Add 142 to each x and y coordinate in the answers, and copy out every line in full with that change made. Cover only the stretch from the line containing "Where can the curled" through the last line below.

**DATA RECORDS:**
^^^^
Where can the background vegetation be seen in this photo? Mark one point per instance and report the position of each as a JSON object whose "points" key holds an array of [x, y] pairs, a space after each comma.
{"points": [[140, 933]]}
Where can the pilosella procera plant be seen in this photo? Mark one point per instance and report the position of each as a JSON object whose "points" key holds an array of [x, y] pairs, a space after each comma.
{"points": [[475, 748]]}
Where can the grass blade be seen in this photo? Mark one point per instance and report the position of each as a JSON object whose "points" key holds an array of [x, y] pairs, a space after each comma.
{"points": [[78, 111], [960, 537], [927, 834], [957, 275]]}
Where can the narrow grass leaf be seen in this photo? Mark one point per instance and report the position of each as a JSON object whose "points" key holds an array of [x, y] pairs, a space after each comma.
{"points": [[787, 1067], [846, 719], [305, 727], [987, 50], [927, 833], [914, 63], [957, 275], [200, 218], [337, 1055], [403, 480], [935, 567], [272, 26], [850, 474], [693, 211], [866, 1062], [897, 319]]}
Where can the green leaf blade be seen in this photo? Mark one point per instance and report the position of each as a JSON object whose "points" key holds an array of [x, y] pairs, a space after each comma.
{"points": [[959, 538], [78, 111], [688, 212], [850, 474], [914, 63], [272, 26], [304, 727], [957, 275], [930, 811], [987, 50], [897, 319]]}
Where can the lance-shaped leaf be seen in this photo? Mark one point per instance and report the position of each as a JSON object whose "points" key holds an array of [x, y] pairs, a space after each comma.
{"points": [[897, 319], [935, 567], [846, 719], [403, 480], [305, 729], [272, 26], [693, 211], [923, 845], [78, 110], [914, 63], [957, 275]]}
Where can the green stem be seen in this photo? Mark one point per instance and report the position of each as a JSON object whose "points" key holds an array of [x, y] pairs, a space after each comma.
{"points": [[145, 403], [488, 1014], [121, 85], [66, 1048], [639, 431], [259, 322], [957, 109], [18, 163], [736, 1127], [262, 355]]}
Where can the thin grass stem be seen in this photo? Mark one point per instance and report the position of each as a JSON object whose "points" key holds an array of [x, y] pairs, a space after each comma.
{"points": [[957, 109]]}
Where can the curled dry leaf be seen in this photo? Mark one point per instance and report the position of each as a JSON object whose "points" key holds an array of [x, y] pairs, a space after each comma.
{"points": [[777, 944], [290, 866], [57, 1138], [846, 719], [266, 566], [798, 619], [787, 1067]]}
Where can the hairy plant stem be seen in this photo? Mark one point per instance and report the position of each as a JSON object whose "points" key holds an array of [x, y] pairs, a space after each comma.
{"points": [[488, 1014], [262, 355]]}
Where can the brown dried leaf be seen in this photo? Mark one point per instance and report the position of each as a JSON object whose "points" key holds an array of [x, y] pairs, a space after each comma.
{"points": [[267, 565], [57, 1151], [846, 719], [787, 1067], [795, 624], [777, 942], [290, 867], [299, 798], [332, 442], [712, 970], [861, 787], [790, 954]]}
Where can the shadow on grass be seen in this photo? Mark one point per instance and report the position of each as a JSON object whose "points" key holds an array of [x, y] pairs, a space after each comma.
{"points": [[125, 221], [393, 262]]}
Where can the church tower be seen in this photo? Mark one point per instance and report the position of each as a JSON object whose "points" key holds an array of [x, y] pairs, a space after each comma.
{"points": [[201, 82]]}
^^^^
**ANSWER TO THE PROBLEM:**
Where can the curled dry leaf be seen in this photo? Mark one point per instance and report the position of each as a JSON object whose "points" key holds an array of [x, y] pairs, a space after each comma.
{"points": [[919, 1086], [432, 1008], [199, 1280], [988, 861], [408, 708], [940, 761], [929, 1209]]}
Where can the hairy plant stem be seen in this photo? Mark one point per instance and report the position of each as a JSON object whose "points" key holds an array of [x, y] pairs, a space after each comma.
{"points": [[630, 1156], [404, 497]]}
Where can the brown dried leaf be seen in this photo? Mark one point per instance and report the position of each as a JSON object whose "points" key holds an array of [x, y] pairs, a space after each comma.
{"points": [[409, 707], [199, 1293], [988, 861], [929, 1209], [937, 766], [919, 1084], [432, 1009], [441, 940], [474, 584], [854, 1112], [1003, 929], [932, 1096]]}
Where can the shadow on grass be seen in this photo? Mark one point per instance and report the position of each as a JSON object whose "points" key holds an array of [x, y] pairs, a space after each comma.
{"points": [[267, 363], [535, 404]]}
Where can the church tower be seen in this photo? Mark one point per instance and report the position of each as a JSON object whose "points" key holds an array of [x, y] pairs, a space after each comma.
{"points": [[343, 224]]}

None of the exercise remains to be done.